## Start ARTICLE
Unity: Analyzing the Evolution, Challenges, and Future Prospects of a Game Engine Giant
Unity, a $13B company, thrives in game development with its easy-to-use engine, diverse revenue streams, and plans for future growth under CEO Whitehurst.
This week, we’re breaking down a company that I’ve personally followed for a long time, Unity. We will take a peek at what Unity does, what the customer base looks like, how those customers pay for the product, and we’ll close things out with what the future of Unity might look like.
First, a quick primer on game engines. Understanding what they are and why they are used is vital to understanding Unity as a business.
Game Engines: A Primer
"Don't reinvent the wheel" is a popular idiom used in all walks of life, and, well, it sums up what a game engine is.
When making a video game, there are lots of foundational things one must consider. Things like gravity, or how a bullet flies, or even the basic controls of the game.
A game engine brings these common elements together to simplify development. So, rather than try to define gravity and how quick a player or object should fall, you utilize the game engine's built in physics properties. And rather than try to write the code for rendering graphics (a very difficult task), you utilize the foundation the game engine has built.
## End ARTICLE
## Start PROVIDED DATA
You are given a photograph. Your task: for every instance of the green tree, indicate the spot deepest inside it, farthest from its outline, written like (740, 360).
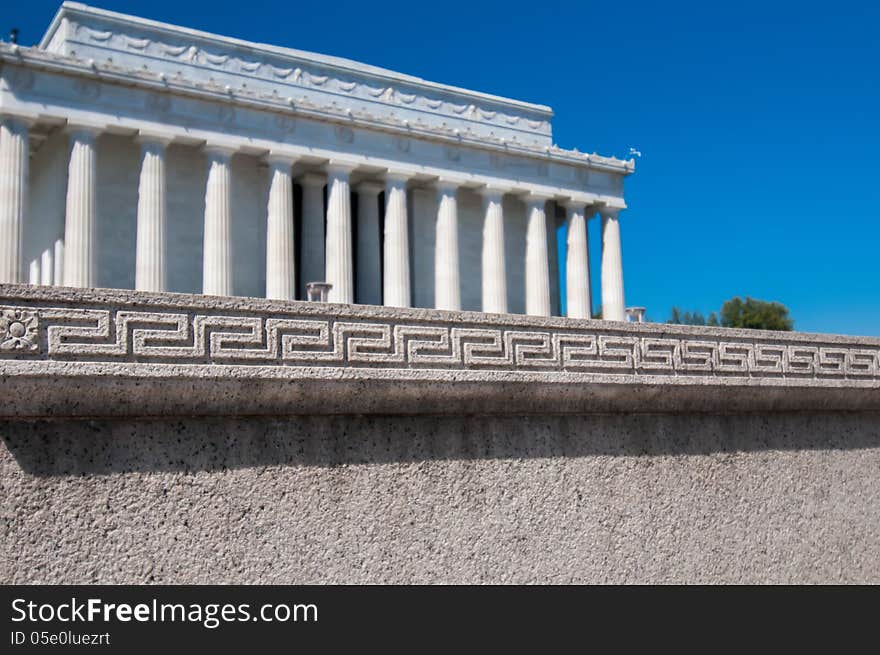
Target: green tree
(755, 314)
(678, 317)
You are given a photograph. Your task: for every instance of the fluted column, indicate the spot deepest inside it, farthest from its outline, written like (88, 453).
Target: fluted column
(613, 307)
(537, 262)
(396, 287)
(150, 253)
(369, 246)
(79, 216)
(493, 265)
(447, 285)
(312, 232)
(577, 263)
(217, 252)
(338, 251)
(14, 154)
(280, 246)
(58, 273)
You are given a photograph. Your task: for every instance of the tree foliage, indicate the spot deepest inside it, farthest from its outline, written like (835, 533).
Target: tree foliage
(692, 318)
(755, 314)
(738, 313)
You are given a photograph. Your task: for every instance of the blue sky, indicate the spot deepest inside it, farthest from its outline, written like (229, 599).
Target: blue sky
(759, 123)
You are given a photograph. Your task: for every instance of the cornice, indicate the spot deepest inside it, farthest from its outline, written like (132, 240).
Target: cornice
(108, 72)
(121, 35)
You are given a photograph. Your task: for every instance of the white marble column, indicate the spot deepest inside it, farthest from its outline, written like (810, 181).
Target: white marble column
(14, 155)
(447, 284)
(312, 231)
(280, 245)
(537, 262)
(217, 252)
(396, 284)
(493, 265)
(150, 252)
(58, 273)
(369, 245)
(79, 217)
(613, 307)
(339, 266)
(577, 262)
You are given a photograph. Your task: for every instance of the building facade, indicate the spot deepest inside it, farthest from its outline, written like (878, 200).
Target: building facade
(141, 155)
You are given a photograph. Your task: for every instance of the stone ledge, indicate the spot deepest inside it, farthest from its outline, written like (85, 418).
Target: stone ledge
(102, 352)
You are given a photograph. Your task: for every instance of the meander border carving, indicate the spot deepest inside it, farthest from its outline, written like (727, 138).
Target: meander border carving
(197, 336)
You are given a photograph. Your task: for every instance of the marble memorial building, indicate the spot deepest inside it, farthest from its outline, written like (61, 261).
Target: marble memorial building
(136, 154)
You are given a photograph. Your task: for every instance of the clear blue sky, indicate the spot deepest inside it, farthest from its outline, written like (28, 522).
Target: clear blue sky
(759, 123)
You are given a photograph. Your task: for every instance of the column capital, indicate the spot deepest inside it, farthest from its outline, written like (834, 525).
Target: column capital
(492, 192)
(447, 185)
(312, 178)
(339, 169)
(83, 132)
(370, 187)
(220, 151)
(281, 160)
(606, 211)
(397, 178)
(18, 121)
(536, 198)
(574, 204)
(153, 138)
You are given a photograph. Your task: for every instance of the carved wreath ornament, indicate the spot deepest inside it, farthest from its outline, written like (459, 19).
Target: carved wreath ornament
(18, 330)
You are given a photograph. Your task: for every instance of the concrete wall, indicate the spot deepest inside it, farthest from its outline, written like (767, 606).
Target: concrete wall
(783, 497)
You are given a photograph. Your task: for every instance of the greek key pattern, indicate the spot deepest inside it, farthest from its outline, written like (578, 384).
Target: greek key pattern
(68, 334)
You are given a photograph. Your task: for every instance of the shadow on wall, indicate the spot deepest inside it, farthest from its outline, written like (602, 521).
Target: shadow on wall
(80, 447)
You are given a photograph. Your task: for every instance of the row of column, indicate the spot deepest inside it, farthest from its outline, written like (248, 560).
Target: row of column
(75, 267)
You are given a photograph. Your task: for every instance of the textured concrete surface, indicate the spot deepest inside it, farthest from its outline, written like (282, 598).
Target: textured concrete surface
(601, 498)
(104, 352)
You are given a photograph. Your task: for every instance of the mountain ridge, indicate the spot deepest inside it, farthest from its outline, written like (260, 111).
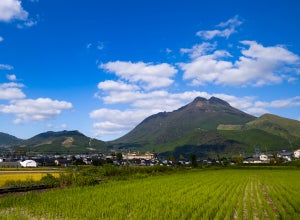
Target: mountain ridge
(206, 127)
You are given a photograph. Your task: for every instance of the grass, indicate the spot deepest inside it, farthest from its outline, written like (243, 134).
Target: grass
(196, 194)
(25, 175)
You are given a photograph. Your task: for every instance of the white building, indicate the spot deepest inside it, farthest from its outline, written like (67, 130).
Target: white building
(297, 153)
(263, 158)
(131, 156)
(28, 163)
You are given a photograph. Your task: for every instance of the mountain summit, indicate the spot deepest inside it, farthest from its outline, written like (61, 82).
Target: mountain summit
(200, 114)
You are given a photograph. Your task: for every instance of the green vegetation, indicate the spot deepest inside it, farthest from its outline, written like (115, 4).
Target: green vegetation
(195, 194)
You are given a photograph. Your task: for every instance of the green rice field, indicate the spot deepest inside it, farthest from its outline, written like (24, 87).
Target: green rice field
(195, 194)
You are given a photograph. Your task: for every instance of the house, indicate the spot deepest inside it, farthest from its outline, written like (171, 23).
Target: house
(131, 156)
(263, 158)
(297, 153)
(285, 155)
(28, 163)
(259, 158)
(10, 165)
(87, 160)
(63, 162)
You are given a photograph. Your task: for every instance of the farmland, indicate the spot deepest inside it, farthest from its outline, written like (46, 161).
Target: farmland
(195, 194)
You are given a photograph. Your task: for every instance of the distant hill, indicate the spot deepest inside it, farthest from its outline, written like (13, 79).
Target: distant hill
(211, 128)
(166, 127)
(284, 127)
(205, 127)
(62, 142)
(7, 139)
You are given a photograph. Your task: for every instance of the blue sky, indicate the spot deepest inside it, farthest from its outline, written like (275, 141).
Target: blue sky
(101, 67)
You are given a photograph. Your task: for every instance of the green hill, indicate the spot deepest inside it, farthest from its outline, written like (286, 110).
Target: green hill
(284, 127)
(7, 139)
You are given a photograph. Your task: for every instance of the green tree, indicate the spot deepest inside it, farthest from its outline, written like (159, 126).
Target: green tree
(194, 160)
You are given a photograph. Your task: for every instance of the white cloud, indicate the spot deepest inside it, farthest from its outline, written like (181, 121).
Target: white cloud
(199, 49)
(283, 103)
(110, 85)
(11, 77)
(257, 66)
(230, 28)
(147, 75)
(35, 109)
(5, 67)
(28, 23)
(10, 91)
(100, 46)
(11, 10)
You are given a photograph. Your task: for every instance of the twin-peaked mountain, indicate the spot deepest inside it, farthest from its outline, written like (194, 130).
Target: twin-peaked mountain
(201, 114)
(209, 128)
(205, 127)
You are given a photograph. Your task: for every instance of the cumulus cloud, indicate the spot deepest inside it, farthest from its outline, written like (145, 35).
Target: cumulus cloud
(118, 86)
(35, 109)
(147, 75)
(12, 10)
(5, 67)
(199, 49)
(11, 91)
(283, 103)
(226, 29)
(257, 66)
(11, 77)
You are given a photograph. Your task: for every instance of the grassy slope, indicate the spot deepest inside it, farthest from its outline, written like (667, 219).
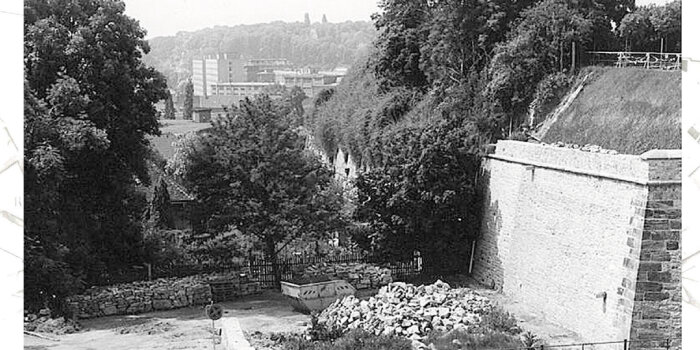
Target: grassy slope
(629, 110)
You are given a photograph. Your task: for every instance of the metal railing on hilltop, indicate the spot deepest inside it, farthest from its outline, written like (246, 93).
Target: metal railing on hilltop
(647, 60)
(626, 344)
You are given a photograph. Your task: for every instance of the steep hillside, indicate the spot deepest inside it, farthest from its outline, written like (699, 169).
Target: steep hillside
(630, 110)
(323, 45)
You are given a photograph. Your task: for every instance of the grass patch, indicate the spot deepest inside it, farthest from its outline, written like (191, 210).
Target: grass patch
(630, 110)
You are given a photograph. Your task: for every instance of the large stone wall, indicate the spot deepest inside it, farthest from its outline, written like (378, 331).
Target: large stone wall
(564, 232)
(147, 296)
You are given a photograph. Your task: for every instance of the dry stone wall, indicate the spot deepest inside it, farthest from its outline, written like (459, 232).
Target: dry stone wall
(359, 275)
(571, 234)
(147, 296)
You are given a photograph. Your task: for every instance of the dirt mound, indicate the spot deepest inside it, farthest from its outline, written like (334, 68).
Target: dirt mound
(150, 328)
(46, 324)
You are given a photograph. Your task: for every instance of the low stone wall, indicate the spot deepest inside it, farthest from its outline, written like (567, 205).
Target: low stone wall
(359, 275)
(147, 296)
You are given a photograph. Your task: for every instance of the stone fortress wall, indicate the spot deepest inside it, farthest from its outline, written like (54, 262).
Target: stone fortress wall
(590, 240)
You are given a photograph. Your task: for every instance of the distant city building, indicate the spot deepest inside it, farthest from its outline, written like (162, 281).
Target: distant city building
(214, 69)
(310, 82)
(262, 69)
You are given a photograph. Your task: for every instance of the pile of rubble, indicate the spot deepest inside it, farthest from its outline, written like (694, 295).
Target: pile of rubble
(359, 275)
(410, 311)
(43, 323)
(584, 148)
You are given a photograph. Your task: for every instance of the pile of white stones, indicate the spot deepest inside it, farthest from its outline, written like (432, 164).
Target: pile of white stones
(585, 148)
(406, 310)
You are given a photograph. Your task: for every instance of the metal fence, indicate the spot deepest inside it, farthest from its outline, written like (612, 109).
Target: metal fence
(262, 270)
(647, 60)
(626, 344)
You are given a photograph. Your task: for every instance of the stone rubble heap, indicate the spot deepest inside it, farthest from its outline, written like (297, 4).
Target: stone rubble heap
(406, 310)
(359, 275)
(147, 296)
(584, 148)
(43, 323)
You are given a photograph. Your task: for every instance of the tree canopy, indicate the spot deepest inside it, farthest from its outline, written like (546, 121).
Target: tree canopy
(251, 173)
(89, 103)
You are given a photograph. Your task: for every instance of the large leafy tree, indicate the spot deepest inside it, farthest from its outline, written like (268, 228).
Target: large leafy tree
(424, 197)
(538, 46)
(252, 173)
(89, 103)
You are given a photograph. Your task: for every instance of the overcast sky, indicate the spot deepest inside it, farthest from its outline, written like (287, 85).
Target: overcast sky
(169, 17)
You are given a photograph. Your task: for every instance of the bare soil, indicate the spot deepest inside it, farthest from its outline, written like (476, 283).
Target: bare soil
(185, 328)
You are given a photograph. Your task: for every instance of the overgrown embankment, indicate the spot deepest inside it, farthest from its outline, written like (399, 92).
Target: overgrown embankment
(630, 110)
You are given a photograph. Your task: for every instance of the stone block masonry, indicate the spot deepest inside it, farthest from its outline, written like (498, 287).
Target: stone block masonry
(148, 296)
(590, 240)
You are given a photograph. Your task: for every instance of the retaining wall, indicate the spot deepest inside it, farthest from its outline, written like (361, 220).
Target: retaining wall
(589, 239)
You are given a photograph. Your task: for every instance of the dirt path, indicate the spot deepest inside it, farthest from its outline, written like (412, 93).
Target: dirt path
(175, 329)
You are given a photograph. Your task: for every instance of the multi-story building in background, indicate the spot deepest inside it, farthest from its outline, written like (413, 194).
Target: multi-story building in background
(222, 80)
(262, 70)
(214, 69)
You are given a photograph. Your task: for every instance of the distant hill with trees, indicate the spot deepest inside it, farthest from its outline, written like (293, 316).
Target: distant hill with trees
(322, 45)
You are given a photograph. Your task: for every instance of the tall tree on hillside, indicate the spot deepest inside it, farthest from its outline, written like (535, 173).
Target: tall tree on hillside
(189, 101)
(253, 173)
(169, 107)
(88, 114)
(401, 35)
(538, 46)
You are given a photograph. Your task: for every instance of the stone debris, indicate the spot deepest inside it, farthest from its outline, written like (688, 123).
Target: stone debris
(406, 310)
(585, 148)
(147, 296)
(359, 275)
(46, 324)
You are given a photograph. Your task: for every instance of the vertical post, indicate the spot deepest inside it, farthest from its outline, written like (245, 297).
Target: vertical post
(573, 56)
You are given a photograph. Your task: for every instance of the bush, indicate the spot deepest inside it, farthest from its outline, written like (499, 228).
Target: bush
(549, 91)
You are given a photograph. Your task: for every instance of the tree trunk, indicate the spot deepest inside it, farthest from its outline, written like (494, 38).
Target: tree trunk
(271, 254)
(561, 56)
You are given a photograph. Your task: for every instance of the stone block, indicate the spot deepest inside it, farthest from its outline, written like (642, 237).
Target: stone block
(655, 296)
(654, 276)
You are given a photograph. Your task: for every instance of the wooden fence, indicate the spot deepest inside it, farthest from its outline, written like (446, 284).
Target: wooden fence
(647, 60)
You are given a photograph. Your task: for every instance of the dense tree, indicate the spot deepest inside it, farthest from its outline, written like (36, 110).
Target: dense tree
(189, 101)
(89, 103)
(169, 107)
(538, 46)
(253, 174)
(398, 44)
(424, 196)
(653, 28)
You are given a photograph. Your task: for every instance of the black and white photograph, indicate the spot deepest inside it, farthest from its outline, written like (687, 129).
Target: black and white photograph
(346, 175)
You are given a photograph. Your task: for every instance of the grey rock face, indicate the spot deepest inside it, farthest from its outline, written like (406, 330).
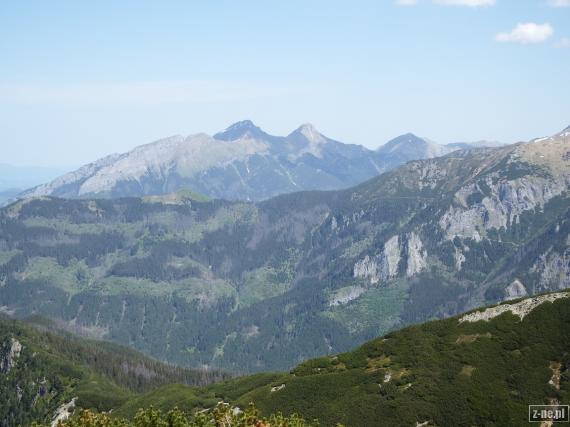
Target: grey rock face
(515, 290)
(240, 163)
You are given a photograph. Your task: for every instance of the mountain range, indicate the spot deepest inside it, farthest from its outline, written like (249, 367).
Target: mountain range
(240, 163)
(262, 286)
(480, 368)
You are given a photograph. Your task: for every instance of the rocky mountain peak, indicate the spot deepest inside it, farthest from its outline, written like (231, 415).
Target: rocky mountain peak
(239, 130)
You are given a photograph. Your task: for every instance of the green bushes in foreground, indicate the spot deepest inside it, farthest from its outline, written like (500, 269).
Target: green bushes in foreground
(223, 415)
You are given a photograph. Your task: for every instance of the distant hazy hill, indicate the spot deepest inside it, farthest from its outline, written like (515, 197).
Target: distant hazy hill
(41, 371)
(480, 368)
(262, 286)
(240, 163)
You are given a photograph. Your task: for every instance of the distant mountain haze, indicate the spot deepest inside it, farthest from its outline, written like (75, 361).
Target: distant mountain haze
(262, 286)
(240, 163)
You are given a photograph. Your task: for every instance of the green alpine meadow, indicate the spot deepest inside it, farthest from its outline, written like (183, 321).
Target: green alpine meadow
(379, 236)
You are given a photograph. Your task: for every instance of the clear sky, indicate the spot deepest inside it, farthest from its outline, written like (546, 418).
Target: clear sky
(79, 80)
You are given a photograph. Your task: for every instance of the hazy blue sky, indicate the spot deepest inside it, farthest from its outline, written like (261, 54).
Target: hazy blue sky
(79, 80)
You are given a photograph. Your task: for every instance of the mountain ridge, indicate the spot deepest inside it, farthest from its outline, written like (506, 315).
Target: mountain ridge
(257, 286)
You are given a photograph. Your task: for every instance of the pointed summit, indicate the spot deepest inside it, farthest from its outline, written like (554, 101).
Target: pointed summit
(408, 141)
(309, 132)
(242, 129)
## End PROVIDED DATA
WRITTEN PROBLEM:
Carry on the article about Unity, picking up right after its final sentence. These items were drawn from a separate source.

EXERCISE OUTPUT:
In short, a game engine is a tool designed to streamline and simplify the game development process.
Game engines are useful and used by many because they save time and resources by providing ready made components that developers can use and customize. They're also incredibly consistent, allowing people to hop into projects and understand how they work (assuming they're using an engine that developer is familiar with). And, finally, game engines also make it easy to deploy games to multiple platforms with ease.
Game engines typically fall into one of three categories. First, you have the commercial engines. These are the type we'll be discussing in this article. Unity is a commercial engine, as is its major competitor Unreal Engine.
Second, and also competitors to the commercial engines are the open-source engines. The most popular among the open source names is Godot.
Third, is homegrown - or custom. Some developers enjoy the challenge and will build a tailored solution for their specific needs. Some companies (like Activision or EA) have massive budgets and build their own engines to gain a competitive advantage.
When selecting a game engine, engineers typically consider the project size, budget, and technical requirements. We'll definitely cover this throughout, but it's likely that a team building a mobile game selects Unity, while a team looking to build for the PS5 chooses Unreal (barring creating a custom engine).
A final note to say that these engines are consistently getting updated. You'll frequently see cutting edge updates announced by Unreal Engine, and new functionality from Unity like VR / AR compatibility and AI features.
What is Unity?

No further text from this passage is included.